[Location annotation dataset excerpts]
-----
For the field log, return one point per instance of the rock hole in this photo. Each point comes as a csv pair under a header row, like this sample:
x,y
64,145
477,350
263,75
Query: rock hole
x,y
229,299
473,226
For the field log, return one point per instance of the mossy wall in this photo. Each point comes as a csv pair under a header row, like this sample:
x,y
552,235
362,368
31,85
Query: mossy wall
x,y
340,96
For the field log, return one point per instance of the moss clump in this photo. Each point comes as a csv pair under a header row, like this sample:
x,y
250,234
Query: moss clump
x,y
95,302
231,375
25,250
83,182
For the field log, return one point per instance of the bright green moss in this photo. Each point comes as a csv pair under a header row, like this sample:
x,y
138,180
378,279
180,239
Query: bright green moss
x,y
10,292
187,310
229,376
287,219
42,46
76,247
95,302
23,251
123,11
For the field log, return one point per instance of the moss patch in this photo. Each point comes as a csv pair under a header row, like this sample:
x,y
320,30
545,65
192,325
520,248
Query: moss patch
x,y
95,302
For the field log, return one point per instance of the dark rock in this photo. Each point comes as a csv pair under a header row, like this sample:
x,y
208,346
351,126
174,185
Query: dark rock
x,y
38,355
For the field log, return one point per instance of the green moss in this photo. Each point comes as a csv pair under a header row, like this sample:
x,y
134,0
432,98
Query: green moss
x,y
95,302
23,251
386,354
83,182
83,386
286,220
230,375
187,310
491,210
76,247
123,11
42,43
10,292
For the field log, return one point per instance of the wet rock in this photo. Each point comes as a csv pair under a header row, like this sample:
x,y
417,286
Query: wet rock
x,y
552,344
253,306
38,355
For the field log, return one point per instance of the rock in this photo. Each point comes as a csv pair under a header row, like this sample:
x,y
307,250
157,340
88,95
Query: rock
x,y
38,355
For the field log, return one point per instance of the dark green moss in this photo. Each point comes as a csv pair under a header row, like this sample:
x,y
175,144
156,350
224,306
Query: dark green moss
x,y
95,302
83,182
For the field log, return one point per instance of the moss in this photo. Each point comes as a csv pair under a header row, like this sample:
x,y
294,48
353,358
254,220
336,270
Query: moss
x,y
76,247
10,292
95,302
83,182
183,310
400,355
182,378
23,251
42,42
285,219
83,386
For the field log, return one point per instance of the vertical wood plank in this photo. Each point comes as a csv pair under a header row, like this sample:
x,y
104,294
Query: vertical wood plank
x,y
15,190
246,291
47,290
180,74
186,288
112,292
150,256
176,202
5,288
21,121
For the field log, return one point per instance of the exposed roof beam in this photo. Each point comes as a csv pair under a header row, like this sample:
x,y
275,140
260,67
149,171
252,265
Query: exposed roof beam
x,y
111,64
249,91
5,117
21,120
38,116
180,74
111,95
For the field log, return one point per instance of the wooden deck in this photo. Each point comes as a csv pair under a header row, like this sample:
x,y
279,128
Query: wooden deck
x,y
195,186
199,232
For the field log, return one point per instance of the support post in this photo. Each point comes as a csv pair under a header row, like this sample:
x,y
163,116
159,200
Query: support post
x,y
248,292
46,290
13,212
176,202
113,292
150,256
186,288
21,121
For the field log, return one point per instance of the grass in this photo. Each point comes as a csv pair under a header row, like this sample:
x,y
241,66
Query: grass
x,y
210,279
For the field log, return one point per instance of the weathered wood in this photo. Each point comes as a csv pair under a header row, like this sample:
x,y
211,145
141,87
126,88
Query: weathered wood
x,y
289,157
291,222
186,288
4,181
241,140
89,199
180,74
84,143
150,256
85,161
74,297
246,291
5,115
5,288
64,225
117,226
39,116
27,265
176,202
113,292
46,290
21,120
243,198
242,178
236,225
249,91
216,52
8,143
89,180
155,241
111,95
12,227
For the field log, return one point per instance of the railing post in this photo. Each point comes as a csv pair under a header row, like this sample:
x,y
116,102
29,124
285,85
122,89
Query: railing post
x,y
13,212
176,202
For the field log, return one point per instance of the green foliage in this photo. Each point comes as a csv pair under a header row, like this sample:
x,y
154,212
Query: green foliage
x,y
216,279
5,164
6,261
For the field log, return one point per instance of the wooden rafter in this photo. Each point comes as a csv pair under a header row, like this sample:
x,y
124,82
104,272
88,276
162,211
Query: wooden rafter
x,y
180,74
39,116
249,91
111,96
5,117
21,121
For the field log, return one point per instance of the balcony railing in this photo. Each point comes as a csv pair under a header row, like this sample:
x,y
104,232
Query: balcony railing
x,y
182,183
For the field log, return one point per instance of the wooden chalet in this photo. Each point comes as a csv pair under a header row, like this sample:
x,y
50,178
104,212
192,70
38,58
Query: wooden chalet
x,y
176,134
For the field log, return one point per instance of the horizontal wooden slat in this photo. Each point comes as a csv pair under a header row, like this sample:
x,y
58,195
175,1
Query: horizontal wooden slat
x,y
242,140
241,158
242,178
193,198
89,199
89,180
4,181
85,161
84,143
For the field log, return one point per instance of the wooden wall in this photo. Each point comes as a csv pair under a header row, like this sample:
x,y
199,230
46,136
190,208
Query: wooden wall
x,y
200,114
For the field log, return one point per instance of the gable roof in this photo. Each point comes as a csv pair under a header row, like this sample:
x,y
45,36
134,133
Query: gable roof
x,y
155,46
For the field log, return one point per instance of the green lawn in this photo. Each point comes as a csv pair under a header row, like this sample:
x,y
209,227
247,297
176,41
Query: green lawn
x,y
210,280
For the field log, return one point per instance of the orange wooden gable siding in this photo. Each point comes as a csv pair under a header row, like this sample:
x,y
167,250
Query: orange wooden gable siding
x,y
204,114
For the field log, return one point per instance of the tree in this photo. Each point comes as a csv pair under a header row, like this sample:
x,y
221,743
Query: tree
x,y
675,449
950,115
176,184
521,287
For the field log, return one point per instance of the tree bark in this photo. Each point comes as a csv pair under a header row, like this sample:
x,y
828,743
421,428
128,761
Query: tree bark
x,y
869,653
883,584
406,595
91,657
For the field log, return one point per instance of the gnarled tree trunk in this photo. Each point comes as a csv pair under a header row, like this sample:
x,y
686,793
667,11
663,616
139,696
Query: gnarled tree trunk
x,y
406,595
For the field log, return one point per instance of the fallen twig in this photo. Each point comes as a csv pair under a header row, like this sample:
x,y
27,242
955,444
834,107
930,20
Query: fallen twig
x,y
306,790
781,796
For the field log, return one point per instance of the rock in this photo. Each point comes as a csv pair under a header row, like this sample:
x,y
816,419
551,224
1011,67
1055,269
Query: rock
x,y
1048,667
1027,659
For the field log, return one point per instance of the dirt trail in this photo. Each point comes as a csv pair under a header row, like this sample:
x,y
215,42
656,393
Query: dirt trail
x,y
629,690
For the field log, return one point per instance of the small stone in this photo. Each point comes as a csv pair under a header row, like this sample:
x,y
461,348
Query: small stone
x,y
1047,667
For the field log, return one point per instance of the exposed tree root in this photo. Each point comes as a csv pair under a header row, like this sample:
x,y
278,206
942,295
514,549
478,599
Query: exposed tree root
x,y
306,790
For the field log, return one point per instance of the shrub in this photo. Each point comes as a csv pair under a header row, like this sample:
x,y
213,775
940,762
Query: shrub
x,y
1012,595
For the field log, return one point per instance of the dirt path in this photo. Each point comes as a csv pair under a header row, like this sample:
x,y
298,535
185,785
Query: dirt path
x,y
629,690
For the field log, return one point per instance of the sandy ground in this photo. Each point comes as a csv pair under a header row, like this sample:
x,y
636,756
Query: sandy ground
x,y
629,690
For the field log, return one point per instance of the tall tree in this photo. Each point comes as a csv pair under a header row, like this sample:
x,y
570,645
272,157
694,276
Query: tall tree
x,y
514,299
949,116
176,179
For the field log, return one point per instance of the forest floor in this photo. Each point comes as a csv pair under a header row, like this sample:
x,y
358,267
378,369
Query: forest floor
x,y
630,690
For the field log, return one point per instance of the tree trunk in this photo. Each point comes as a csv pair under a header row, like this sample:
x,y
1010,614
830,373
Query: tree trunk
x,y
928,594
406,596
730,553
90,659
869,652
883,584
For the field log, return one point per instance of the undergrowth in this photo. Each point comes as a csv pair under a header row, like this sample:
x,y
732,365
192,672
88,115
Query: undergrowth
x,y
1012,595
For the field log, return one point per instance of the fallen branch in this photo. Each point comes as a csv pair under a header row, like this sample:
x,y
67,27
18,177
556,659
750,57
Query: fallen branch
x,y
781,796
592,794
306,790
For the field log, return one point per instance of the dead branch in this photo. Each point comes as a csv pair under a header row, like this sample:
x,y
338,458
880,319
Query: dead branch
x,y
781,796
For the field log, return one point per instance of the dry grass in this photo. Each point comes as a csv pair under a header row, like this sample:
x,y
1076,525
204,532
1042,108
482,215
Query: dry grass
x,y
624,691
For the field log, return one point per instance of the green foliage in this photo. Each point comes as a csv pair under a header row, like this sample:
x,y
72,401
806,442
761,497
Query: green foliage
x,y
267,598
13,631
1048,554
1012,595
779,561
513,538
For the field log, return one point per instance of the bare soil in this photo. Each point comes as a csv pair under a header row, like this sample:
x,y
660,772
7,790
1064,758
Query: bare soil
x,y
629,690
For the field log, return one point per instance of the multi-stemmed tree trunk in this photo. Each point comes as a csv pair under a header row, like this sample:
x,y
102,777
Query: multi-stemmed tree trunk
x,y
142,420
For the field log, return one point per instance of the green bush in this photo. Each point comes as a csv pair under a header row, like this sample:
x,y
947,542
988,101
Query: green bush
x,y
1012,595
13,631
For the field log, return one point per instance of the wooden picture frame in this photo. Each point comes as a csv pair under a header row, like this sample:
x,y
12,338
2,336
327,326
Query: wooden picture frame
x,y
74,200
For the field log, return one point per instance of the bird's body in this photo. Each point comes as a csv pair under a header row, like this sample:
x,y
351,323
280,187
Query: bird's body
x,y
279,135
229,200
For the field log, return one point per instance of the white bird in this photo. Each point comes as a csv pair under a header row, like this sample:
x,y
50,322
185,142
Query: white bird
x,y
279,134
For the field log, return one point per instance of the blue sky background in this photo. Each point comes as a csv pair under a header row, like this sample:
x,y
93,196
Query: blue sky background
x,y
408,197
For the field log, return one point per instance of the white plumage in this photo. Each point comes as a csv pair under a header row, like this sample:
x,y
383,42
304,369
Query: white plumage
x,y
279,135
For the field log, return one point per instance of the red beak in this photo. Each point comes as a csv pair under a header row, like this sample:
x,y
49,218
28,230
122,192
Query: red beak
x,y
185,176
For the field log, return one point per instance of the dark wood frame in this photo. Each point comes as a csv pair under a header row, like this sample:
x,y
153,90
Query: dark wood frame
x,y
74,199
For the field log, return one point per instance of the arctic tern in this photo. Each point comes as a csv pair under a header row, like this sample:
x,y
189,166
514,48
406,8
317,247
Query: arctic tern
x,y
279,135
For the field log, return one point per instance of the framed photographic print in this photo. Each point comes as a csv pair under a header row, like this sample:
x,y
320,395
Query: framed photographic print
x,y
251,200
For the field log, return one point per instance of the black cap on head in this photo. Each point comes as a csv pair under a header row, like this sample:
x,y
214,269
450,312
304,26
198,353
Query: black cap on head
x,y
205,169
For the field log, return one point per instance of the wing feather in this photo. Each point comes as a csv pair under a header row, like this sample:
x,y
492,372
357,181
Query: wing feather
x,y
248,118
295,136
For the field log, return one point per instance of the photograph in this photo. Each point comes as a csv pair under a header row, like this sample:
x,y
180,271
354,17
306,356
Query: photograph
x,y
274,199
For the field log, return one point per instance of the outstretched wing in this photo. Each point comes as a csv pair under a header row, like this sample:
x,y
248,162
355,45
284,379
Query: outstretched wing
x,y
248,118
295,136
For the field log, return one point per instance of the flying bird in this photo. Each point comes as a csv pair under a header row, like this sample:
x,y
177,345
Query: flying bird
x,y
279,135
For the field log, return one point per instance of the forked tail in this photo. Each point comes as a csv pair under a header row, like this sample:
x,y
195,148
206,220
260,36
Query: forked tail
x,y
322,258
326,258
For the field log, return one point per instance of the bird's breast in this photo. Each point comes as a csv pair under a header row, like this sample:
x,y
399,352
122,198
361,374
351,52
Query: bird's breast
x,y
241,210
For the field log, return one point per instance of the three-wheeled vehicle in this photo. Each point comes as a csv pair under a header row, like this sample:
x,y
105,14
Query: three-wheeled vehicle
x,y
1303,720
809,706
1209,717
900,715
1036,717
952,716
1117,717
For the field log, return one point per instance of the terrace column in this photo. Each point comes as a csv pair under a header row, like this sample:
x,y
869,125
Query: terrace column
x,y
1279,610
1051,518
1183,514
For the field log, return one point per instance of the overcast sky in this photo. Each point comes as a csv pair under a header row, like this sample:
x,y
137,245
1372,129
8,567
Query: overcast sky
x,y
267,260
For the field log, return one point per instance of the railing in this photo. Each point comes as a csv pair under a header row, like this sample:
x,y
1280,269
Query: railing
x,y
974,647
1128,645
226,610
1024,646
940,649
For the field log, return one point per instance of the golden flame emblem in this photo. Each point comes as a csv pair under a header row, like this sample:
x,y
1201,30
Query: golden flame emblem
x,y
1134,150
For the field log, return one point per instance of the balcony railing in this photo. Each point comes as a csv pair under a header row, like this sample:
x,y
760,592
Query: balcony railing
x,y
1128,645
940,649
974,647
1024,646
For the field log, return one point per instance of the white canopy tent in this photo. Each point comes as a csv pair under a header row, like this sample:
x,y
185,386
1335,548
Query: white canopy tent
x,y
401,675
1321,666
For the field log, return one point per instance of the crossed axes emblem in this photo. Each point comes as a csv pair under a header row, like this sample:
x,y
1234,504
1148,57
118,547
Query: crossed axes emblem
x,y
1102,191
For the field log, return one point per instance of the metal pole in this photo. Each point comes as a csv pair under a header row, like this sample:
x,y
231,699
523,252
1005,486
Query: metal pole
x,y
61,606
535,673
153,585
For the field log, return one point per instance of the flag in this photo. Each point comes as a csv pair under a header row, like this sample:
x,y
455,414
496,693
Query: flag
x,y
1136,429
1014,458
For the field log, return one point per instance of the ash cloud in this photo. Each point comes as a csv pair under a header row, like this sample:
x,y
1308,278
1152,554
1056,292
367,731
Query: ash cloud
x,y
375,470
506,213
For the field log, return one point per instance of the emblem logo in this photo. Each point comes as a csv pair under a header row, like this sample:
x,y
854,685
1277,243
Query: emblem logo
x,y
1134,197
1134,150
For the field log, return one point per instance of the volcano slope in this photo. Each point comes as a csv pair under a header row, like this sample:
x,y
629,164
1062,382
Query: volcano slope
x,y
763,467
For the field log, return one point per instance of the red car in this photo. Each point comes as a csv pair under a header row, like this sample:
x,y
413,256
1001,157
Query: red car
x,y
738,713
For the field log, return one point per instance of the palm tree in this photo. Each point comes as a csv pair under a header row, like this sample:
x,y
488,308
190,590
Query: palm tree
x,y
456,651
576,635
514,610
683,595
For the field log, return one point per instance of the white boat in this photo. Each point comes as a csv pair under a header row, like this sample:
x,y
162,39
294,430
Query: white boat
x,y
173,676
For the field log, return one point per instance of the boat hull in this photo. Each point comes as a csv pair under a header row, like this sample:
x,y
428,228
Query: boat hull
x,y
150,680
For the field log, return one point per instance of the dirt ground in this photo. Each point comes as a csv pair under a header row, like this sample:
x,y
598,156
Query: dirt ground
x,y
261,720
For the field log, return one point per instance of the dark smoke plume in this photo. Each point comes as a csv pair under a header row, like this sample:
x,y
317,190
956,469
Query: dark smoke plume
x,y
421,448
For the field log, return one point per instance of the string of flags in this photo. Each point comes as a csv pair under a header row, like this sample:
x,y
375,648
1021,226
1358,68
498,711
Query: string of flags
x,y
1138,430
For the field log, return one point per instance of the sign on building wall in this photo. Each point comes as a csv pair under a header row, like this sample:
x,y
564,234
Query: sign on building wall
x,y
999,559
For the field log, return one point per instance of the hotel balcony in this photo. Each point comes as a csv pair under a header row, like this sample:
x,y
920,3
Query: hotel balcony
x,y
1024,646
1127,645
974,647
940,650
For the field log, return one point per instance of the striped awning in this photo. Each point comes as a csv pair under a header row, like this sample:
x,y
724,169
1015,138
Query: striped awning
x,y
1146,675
-----
SET TASK: Your task is to transcribe the line containing "the dirt ground" and every line after it, through the last line of the data, exactly as written and with nothing more.

WRITTEN ANSWER:
For the field log, return one point per instance of the dirt ground in this photo. Each point comes as a csv pair under a header row, like this sample:
x,y
598,156
Query: dirt ground
x,y
261,720
For the field log, return one point per instance of the dark smoke plume in this photo. Each point comes as a csv pair under a header row, like this sample:
x,y
317,190
956,469
Query: dark smoke plume
x,y
421,448
For the field log, return one point per instance of the string of flags in this photo. Each point comes as a csv pair under a header row, like this sample:
x,y
375,648
1021,226
1358,68
498,711
Query: string of flags
x,y
1138,430
For the field log, return one point per instance of the sign on building wall in this photo. Each point comes as a csv pair under a header row, like this sample:
x,y
564,234
Query: sign on building wall
x,y
999,559
For the field log, return one point per instance of the hotel balcony in this photo. Each point comes as a csv pair under a header row, like this sample:
x,y
920,3
Query: hotel balcony
x,y
1024,646
1127,645
974,647
940,650
For the field log, return one point per instance of the striped awning in this photo. Each point comes as a csv pair under a header row, like this sample:
x,y
724,169
1015,138
Query: striped awning
x,y
1146,675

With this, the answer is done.